Psychodynamic Approaches to Personality

Personality has been studied for over 2,000 years, beginning with Hippocrates. More recent theories of personality have been proposed, including Freud’s psychodynamic perspective, which holds that personality is formed through early childhood experiences. Other perspectives then emerged in reaction to the psychodynamic perspective, including the learning, humanistic, biological, trait, and cultural perspectives.

Sigmund Freud presented the first comprehensive theory of personality. He was also the first to recognize that much of our mental life takes place outside of our conscious awareness. Freud also proposed three components to our personality: the id, ego, and superego. The job of the ego is to balance the sexual and aggressive drives of the id with the moral ideal of the superego. Freud also said that personality develops through a series of psychosexual stages. In each stage, pleasure focuses on a specific erogenous zone. Failure to resolve a stage can lead one to become fixated in that stage, leading to unhealthy personality traits. Successful resolution of the stages leads to a healthy adult.

The neo-Freudians were psychologists whose work followed from Freud’s. They generally agreed with Freud that childhood experiences matter, but they decreased the emphasis on sex and focused more on the social environment and effects of culture on personality. Some of the notable neo-Freudians are Alfred Adler, Carl Jung, Erik Erikson, and Karen Horney. The neo-Freudian approaches have been criticized, because they tend to be philosophical rather than based on sound scientific research. For example, Jung’s conclusions about the existence of the collective unconscious are based on myths, legends, dreams, and art. In addition, as with Freud’s psychoanalytic theory, the neo-Freudians based much of their theories of personality on information from their patients.

= = =

In the text on psychodynamic approaches to personality, what is the job of the ego?

= = =

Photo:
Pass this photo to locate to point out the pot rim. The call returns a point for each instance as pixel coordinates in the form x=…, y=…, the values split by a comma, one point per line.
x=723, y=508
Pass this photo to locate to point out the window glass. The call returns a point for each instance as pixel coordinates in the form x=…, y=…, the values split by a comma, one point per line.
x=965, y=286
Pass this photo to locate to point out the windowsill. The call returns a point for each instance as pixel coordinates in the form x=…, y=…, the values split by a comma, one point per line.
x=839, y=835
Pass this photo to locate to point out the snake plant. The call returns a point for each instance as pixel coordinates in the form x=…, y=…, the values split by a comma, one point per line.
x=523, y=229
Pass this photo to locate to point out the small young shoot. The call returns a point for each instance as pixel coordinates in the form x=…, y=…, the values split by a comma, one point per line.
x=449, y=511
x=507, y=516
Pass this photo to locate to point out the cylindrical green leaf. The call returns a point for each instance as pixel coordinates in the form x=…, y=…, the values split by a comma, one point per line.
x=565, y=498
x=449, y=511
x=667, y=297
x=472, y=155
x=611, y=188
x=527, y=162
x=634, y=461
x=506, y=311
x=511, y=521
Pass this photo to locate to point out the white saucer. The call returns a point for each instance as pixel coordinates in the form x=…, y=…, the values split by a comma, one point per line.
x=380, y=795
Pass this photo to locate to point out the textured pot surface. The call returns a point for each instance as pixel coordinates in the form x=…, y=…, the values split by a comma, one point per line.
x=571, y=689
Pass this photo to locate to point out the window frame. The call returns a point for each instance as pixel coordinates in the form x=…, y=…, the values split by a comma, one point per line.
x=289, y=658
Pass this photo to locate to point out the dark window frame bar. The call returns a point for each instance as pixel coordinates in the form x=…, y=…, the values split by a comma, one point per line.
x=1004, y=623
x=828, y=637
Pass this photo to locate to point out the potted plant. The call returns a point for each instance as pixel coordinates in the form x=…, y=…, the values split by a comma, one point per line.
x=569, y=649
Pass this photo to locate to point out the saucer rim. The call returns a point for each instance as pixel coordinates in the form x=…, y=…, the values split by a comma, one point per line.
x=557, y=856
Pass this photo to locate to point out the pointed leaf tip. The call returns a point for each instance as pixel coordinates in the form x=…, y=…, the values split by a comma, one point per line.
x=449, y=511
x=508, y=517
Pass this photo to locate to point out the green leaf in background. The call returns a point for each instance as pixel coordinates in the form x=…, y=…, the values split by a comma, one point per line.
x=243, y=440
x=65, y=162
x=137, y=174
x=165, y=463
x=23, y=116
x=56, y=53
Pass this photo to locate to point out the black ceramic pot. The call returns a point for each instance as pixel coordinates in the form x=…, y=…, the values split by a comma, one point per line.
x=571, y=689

= = =

-- Completed task --
The ego balances the sexual and aggressive drives of the id with the moral ideal of the superego.